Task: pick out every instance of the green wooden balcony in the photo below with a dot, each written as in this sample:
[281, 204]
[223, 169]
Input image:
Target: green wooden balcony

****

WHAT TO PRODUCE ->
Every line of the listing that includes the word "balcony" belongs in the answer.

SOLUTION TO THE PROBLEM ->
Task: pick out every instance of the green wooden balcony in the photo below with a dot, each written as in this sample:
Target: green wooden balcony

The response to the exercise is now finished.